Task description: Repeat the data word for word. Do not include the pictures.

Input:
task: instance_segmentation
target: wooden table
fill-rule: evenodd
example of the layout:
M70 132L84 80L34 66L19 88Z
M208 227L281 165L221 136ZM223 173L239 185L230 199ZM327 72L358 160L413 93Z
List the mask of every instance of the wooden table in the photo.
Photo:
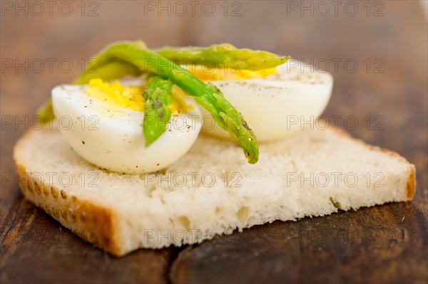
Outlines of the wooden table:
M163 2L166 10L157 1L37 2L1 2L2 283L428 281L427 29L418 1ZM335 84L325 115L414 164L414 199L122 258L93 248L23 199L11 149L31 122L4 119L31 120L82 59L137 38L153 47L230 42L327 67ZM355 130L345 123L351 115Z

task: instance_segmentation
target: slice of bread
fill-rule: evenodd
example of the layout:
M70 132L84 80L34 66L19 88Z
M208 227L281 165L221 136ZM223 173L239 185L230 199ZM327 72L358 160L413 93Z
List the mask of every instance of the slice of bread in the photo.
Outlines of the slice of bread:
M200 135L162 172L120 174L81 159L59 131L42 130L17 142L14 160L28 200L116 256L414 194L414 165L340 130L305 130L262 144L255 164L241 151Z

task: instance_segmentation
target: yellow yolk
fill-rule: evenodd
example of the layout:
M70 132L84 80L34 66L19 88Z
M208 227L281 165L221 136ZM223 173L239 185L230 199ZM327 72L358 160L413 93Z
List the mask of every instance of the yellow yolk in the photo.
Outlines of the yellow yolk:
M89 97L117 107L144 111L143 87L125 87L118 81L112 83L101 79L91 79L85 90Z
M193 65L188 68L202 80L239 80L263 78L277 73L276 68L268 68L252 71L245 69L209 68L203 65Z
M146 102L143 97L144 88L144 85L126 87L119 81L110 83L101 79L91 79L85 93L90 98L113 106L143 112ZM169 105L169 108L173 115L183 113L193 108L191 105L185 103L183 98L185 93L181 89L174 85L172 93L173 102Z

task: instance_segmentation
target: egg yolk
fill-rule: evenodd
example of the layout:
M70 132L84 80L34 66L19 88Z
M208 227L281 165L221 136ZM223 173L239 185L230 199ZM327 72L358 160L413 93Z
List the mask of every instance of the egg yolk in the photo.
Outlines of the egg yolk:
M124 86L119 81L104 82L101 79L91 79L85 93L90 98L104 102L112 106L144 111L145 100L143 90L145 86ZM192 105L184 100L184 92L174 85L172 90L173 102L169 105L173 115L185 112Z
M253 71L245 69L209 68L203 65L192 65L188 70L202 80L240 80L263 78L277 73L277 68L267 68Z

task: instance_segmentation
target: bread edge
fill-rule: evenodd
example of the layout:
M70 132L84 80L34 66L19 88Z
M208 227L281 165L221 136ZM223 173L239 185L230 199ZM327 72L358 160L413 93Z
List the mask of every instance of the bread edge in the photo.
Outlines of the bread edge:
M14 147L14 162L24 196L66 228L113 256L123 256L119 214L111 208L73 196L46 182L32 179L30 172L18 160L21 144L35 130L27 131ZM41 130L44 131L44 130Z
M65 191L45 183L31 180L27 169L21 164L16 157L20 144L29 139L35 130L27 131L18 140L14 147L14 161L18 172L21 191L25 199L52 216L60 223L70 229L83 240L92 243L113 256L123 256L132 250L123 248L121 235L120 214L111 208L96 204L76 196L68 194ZM42 130L43 131L43 130ZM412 200L416 189L416 169L414 164L397 152L372 146L364 141L352 137L343 130L335 130L340 135L352 139L373 151L379 151L405 163L407 167L408 179L404 200ZM61 200L61 201L58 201ZM134 249L136 249L135 248Z
M335 131L340 136L346 137L348 139L352 140L354 140L354 142L367 147L370 150L384 153L394 159L397 159L400 162L406 164L406 165L407 166L407 174L409 177L407 178L407 182L406 183L406 195L405 196L404 196L404 199L406 201L410 201L413 199L413 197L414 196L414 193L416 192L417 186L416 167L414 166L414 164L410 164L409 161L406 159L406 158L401 156L397 152L389 150L385 148L382 148L379 146L374 146L367 144L364 140L353 137L350 133L348 133L343 129L339 128L335 130Z

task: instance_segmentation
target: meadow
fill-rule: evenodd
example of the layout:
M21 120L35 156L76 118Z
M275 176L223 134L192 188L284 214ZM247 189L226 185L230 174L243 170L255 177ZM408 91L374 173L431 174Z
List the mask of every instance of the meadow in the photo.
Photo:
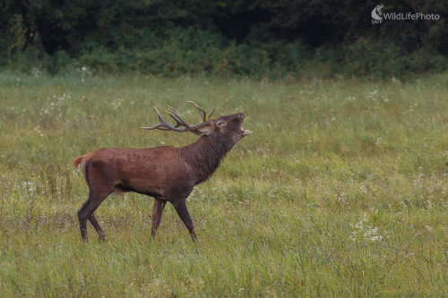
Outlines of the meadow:
M88 188L72 160L183 146L153 106L243 112L244 138L151 237L152 198ZM0 73L1 297L446 297L448 73L398 81Z

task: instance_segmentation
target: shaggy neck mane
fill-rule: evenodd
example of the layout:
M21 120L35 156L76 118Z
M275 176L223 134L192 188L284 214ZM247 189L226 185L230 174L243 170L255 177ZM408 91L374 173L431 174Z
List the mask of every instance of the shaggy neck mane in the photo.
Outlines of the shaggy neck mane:
M182 158L196 175L196 184L211 176L233 145L228 139L211 134L181 148Z

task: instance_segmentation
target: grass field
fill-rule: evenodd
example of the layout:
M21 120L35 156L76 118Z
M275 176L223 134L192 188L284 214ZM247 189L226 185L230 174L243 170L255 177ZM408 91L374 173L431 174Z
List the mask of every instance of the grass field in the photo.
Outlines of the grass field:
M143 131L193 100L254 132L187 200L88 188L72 160L102 147L183 146ZM0 296L448 295L448 74L401 83L0 73Z

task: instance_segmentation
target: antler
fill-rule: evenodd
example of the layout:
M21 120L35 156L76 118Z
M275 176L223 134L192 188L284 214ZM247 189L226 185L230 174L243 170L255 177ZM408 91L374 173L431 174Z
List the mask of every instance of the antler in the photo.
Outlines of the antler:
M156 110L157 112L157 115L159 115L159 123L154 126L151 126L151 127L142 127L142 129L144 130L155 130L155 129L159 129L161 131L175 131L175 132L192 132L194 133L194 131L201 128L201 127L203 127L203 126L208 126L210 125L210 120L211 120L211 115L214 113L215 111L215 108L213 107L213 109L211 110L211 112L209 114L209 116L208 116L208 121L207 121L207 116L206 116L206 113L205 111L201 108L198 105L196 105L195 103L194 103L193 101L188 101L190 104L194 105L194 106L197 107L197 109L199 110L199 113L201 114L201 117L202 117L202 122L197 123L197 124L194 124L194 125L192 125L192 124L188 124L184 119L182 119L179 115L177 114L177 112L171 106L168 106L169 111L171 112L167 112L168 115L169 115L171 116L171 118L173 118L175 121L176 121L176 125L175 126L172 126L171 124L169 124L165 119L163 119L163 117L161 116L160 113L159 112L159 110L154 107L154 109ZM185 128L178 128L179 126L184 126Z

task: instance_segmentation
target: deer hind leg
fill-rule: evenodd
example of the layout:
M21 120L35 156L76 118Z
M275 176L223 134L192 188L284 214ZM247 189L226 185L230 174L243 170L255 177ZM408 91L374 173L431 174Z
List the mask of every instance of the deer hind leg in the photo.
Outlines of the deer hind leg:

Output:
task: instance_segmentation
target: wooden table
fill-rule: evenodd
example of the layout:
M70 132L84 80L34 66L19 88Z
M208 227L281 165L221 136ZM223 173L239 185L230 199ZM327 72L358 160L413 93Z
List the mask of every instance of the wooden table in the photo.
Photo:
Outlines of the wooden table:
M163 2L166 10L157 1L37 2L1 2L2 283L428 281L427 29L418 1ZM335 84L325 115L414 164L414 199L122 258L93 248L23 199L11 149L31 122L4 119L31 120L82 59L137 38L153 47L230 42L327 67ZM355 130L345 123L351 115Z

task: instance_segmentation
target: slice of bread
fill-rule: evenodd
example of the layout:
M70 132L84 80L34 66L19 88Z
M208 227L281 165L221 136ZM223 173L239 185L230 199ZM327 72L358 160L413 93Z
List the mask of every instance of the slice of bread in the photo.
Outlines of the slice of bread:
M200 135L162 172L120 174L81 159L59 131L42 130L17 142L14 160L28 200L116 256L414 194L414 165L340 130L305 130L262 144L255 164L241 151Z

task: instance_segmentation
target: yellow yolk
fill-rule: evenodd
example of the layout:
M70 132L84 80L34 66L19 88Z
M208 227L281 165L221 136ZM223 173L239 185L230 199ZM327 72L358 160L413 93Z
List the mask of every instance of the yellow yolk in the photo.
Outlines of the yellow yolk:
M89 97L117 107L144 111L143 87L125 87L118 81L112 83L101 79L91 79L85 90Z
M193 65L188 68L202 80L239 80L263 78L277 73L276 68L268 68L252 71L245 69L209 68L203 65Z
M146 102L143 97L144 88L144 85L126 87L119 81L110 83L101 79L91 79L85 93L90 98L113 106L143 112ZM169 105L169 108L173 115L183 113L193 108L191 105L185 103L183 98L185 93L181 89L174 85L172 93L173 102Z

task: instance_segmentation
target: egg yolk
fill-rule: evenodd
example of the layout:
M70 132L84 80L34 66L19 88Z
M208 227L281 165L221 136ZM223 173L239 185L230 199ZM327 72L358 160L413 93Z
List the mask of every instance of the egg yolk in the photo.
Outlines of the egg yolk:
M124 86L119 81L104 82L101 79L91 79L85 93L90 98L104 102L112 106L144 111L145 100L143 90L145 86ZM192 105L184 100L184 92L174 85L172 90L173 102L169 105L173 115L185 112Z
M253 71L245 69L209 68L203 65L192 65L188 70L202 80L240 80L263 78L277 73L277 68L267 68Z

task: instance_segmentation
target: bread edge
fill-rule: evenodd
example of the layout:
M70 132L84 80L34 66L19 88Z
M208 227L281 165L221 136ZM223 173L239 185L230 199ZM327 72L358 160L413 93Z
List the mask of every instance of the bread edge in the photo.
Outlines of the bread edge:
M14 147L14 162L24 196L66 228L113 256L123 256L119 214L111 208L73 196L46 182L32 179L30 172L18 160L21 144L35 130L27 131ZM41 130L44 131L44 130Z
M65 191L45 183L31 180L27 169L21 164L16 157L20 144L29 139L35 130L27 131L18 140L14 147L14 161L18 172L21 191L25 199L52 216L60 223L70 229L83 240L92 243L113 256L123 256L132 250L123 248L121 235L120 214L111 208L96 204L76 196L68 194ZM42 130L43 131L43 130ZM412 200L416 189L416 169L414 164L397 152L372 146L364 141L352 137L343 130L335 130L340 135L352 139L373 151L379 151L405 163L407 167L408 179L404 200ZM61 200L61 201L58 201ZM134 249L136 249L135 248Z
M335 131L340 136L346 137L348 139L352 140L354 140L354 142L367 147L370 150L384 153L394 159L397 159L400 162L406 164L406 165L407 166L407 174L409 177L407 178L407 182L406 183L406 195L405 196L404 196L404 199L406 201L410 201L413 199L413 197L414 196L414 193L416 192L417 186L416 167L414 166L414 164L410 164L409 161L406 159L406 158L401 156L397 152L389 150L385 148L382 148L379 146L374 146L367 144L364 140L353 137L350 133L348 133L343 129L339 128L335 130Z

task: instance_segmentation
target: meadow
fill-rule: evenodd
example of the layout:
M21 120L35 156L76 118Z
M275 176L223 134L192 188L284 214ZM247 189L226 185L230 174L243 170L255 177ZM408 91L374 173L431 174Z
List the mask of every instance of the meadow in the photo.
Photo:
Outlines of the meadow:
M88 188L72 160L183 146L153 106L243 112L244 138L151 237L152 198ZM0 73L1 297L446 297L448 73L398 81Z

task: instance_segmentation
target: shaggy neck mane
fill-rule: evenodd
example of the layout:
M21 120L35 156L76 118Z
M275 176L223 134L192 188L284 214ZM247 189L226 185L230 174L243 170L255 177ZM408 91L374 173L431 174Z
List the mask of every instance of the shaggy neck mane in the photo.
Outlines of the shaggy neck mane:
M182 158L196 175L196 184L211 176L233 145L228 139L211 134L181 148Z

task: instance_segmentation
target: grass field
fill-rule: evenodd
example of the layout:
M21 120L35 156L76 118Z
M275 176L223 134L192 188L284 214ZM247 189L226 185L230 174L243 170L255 177ZM408 91L374 173L431 174Z
List the mask of every instance of the grass field in the photo.
Outlines of the grass field:
M143 131L193 100L254 132L187 200L88 188L72 160L102 147L183 146ZM0 296L448 295L448 74L401 83L0 73Z

task: instance_segmentation
target: antler
fill-rule: evenodd
example of the layout:
M21 120L35 156L76 118Z
M275 176L223 134L192 188L284 214ZM247 189L226 185L230 174L243 170L255 177ZM408 91L374 173L431 174Z
List the mask of every instance of the antler in the photo.
Outlines of the antler:
M156 110L157 112L157 115L159 115L159 123L154 126L151 126L151 127L142 127L142 129L144 130L155 130L155 129L159 129L161 131L175 131L175 132L192 132L194 133L194 131L201 128L201 127L203 127L203 126L208 126L210 125L210 120L211 120L211 115L214 113L215 111L215 108L213 107L213 109L211 110L211 112L209 114L209 116L208 116L208 121L207 121L207 116L206 116L206 113L205 111L201 108L198 105L196 105L195 103L194 103L193 101L188 101L190 104L194 105L194 106L197 107L197 109L199 110L199 113L201 114L201 117L202 117L202 122L197 123L197 124L194 124L194 125L192 125L192 124L188 124L184 119L182 119L179 115L177 114L177 112L171 106L168 106L169 111L171 112L167 112L168 115L169 115L171 116L171 118L173 118L175 121L176 121L176 125L175 126L172 126L171 124L169 124L165 119L163 119L163 117L161 116L160 113L159 112L159 110L154 107L154 109ZM185 128L178 128L179 126L184 126Z

task: instance_segmentation
target: deer hind leg
fill-rule: evenodd
example of the layout:
M21 120L35 156L76 118Z
M275 176L223 134L192 188L284 214ZM247 189L226 185L230 174L243 170L255 177ZM408 91L374 173L431 174Z
List the mask of every instance of the deer hind leg in the photo.
Outlines of the deer hind leg:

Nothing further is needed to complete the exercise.